-------- Extrait du texte --------

Mme Inge Vervotte, ministre de la Fonction publique et des Entreprises publiques. – Il y a quelques mois, une limitation de vitesse a été instaurée parce que, dans les maisons au-dessus des tunnels, les vibrations dues au trafic ferroviaire dépassait le niveau acceptable. À cause d’un mauvais système d’évacuation des eaux dans les tunnels, qui n’emportait pas assez vite ou suffisamment les eaux de surface, celles-ci s’écoulaient immédiatement sur les tapis amortisseurs de vibrations des tunnels. Des forages et des mesures ont montré que ces tapis sont saturés d’eau, ce qui diminue grandement leur pouvoir antivibratoire.

Quoique ces tapis aient initialement bien rempli leur fonction, le niveau de vibration a notablement cru, sans pour autant mettre en péril la stabilité des bâtiments construits au-dessus le tunnel. En réduisant la vitesse des trains de 90 à 40 km/h, le coefficient KB a été ramené sous le seuil de sensation, qui est cinquante fois plus bas que le seuil de dommages.

La limitation temporaire de la vitesse dans le tunnel entraîne un retard d’environ une minute et demie entre Anvers et la frontière, retard qui n’a pu être pris en compte dans l’horaire du Thalys parce que ces horaires ont été fixés alors que la SNCB n’était pas encore au fait du problème. Pour les autres liaisons, ce fut possible en diminuant ou supprimant le temps de réserve dans les horaires.

On est actuellement en plein occupé à l’adaptation et à l’amélioration du système d’évacuation des eaux. Tout est mis en œuvre pour régler le problème avant la fin juin. Le coût des travaux est estimé à environ 200 000 euros.

En première instance, on considère le processus de séchage naturel comme un processus de longue durée. Sans intervention supplémentaire, on estime à plusieurs mois le temps nécessaire pour que l’eau soit totalement exprimée du tapis par le passage des trains. Parallèlement aux travaux de rénovation, on a cherché dès lors une méthode adéquate pour extraire l’eau des tapis plus rapidement. Il est toutefois apparu clairement qu’une telle solution ne va pas de soi.

-------- Données fournies --------

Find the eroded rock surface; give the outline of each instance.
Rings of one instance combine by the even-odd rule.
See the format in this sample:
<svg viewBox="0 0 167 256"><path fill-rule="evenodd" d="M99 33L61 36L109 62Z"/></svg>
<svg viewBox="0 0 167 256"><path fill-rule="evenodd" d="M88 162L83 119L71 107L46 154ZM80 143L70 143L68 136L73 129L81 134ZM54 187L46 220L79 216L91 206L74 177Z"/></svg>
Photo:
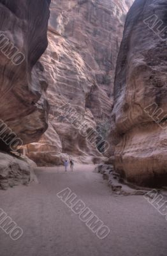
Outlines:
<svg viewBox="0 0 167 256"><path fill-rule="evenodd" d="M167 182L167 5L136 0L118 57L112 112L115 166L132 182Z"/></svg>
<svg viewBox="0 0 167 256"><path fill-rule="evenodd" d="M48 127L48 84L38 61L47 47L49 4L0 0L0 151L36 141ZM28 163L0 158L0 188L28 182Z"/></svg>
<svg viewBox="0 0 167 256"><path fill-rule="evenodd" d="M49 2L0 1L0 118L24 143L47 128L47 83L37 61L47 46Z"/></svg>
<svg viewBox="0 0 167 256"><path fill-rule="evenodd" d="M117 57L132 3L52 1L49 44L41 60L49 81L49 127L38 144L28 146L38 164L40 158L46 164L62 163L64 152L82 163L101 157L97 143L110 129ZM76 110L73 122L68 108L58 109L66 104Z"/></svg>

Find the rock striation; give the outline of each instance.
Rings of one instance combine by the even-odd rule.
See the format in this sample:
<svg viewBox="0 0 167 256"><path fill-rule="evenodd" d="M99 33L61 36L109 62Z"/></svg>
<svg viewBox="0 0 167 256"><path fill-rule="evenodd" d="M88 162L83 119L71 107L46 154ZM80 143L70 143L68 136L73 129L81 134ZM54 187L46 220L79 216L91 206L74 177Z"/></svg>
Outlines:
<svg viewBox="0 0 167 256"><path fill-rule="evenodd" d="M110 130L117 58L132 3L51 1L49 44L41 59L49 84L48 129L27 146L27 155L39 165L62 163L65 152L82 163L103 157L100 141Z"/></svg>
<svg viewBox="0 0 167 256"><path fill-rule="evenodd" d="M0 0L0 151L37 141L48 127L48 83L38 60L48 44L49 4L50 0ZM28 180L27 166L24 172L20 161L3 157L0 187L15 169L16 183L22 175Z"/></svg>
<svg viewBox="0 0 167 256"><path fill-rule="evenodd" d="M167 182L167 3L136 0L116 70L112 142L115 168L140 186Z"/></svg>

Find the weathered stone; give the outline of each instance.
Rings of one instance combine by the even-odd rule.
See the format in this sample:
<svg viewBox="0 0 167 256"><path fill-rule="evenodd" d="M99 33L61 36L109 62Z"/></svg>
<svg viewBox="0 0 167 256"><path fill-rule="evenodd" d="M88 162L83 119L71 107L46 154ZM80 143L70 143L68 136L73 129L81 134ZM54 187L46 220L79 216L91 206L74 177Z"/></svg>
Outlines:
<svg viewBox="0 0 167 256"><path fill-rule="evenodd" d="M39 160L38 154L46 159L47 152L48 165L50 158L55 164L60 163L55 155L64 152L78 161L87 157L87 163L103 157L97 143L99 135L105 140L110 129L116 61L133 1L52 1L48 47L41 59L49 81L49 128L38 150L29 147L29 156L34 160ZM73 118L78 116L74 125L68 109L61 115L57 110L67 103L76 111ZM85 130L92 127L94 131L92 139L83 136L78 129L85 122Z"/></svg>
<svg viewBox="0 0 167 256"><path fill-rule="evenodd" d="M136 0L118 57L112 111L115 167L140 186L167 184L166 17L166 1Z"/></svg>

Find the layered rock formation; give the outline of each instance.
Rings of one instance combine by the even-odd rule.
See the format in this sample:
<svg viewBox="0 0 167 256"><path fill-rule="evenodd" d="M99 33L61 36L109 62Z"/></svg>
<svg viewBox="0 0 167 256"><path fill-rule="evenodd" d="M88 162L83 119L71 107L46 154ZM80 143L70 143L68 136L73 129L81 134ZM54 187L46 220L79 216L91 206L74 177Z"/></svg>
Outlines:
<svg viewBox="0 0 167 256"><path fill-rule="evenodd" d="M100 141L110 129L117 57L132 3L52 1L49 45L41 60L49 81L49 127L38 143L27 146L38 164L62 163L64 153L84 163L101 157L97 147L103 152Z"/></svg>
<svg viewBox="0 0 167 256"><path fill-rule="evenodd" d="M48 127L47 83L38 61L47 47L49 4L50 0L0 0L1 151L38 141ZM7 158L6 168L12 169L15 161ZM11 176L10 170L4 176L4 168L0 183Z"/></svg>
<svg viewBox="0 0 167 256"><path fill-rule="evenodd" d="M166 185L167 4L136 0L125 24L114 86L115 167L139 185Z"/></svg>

--------
-------- Données fournies --------

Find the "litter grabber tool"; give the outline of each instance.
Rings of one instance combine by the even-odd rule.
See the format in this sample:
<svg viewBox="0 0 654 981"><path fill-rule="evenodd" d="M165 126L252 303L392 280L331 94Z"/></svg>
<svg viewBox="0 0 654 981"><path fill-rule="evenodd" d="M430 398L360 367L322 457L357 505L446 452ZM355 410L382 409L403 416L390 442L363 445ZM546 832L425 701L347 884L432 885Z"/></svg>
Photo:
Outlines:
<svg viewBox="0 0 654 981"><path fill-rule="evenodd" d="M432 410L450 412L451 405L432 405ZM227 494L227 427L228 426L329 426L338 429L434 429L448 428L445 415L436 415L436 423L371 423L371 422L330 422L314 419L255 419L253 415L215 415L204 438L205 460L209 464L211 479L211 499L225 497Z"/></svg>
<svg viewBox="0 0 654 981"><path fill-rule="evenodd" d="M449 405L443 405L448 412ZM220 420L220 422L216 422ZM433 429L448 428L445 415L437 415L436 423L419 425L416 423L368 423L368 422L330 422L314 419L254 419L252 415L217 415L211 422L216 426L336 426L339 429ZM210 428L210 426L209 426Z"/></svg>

--------

◆ **Consigne de travail**: Réécrivez, s'il vous plaît, le passage de l'extrait sur la limitation de vitesse dans le tunnel compris entre "La limitation temporaire" et "dans les horaires.", inclus, en remplaçant "liaisons" par "dessertes".

◆ **Réponse à l'exercice**:
La limitation temporaire de la vitesse dans le tunnel entraîne un retard d’environ une minute et demie entre Anvers et la frontière, retard qui n’a pu être pris en compte dans l’horaire du Thalys parce que ces horaires ont été fixés alors que la SNCB n’était pas encore au fait du problème. Pour les autres dessertes, ce fut possible en diminuant ou supprimant le temps de réserve dans les horaires.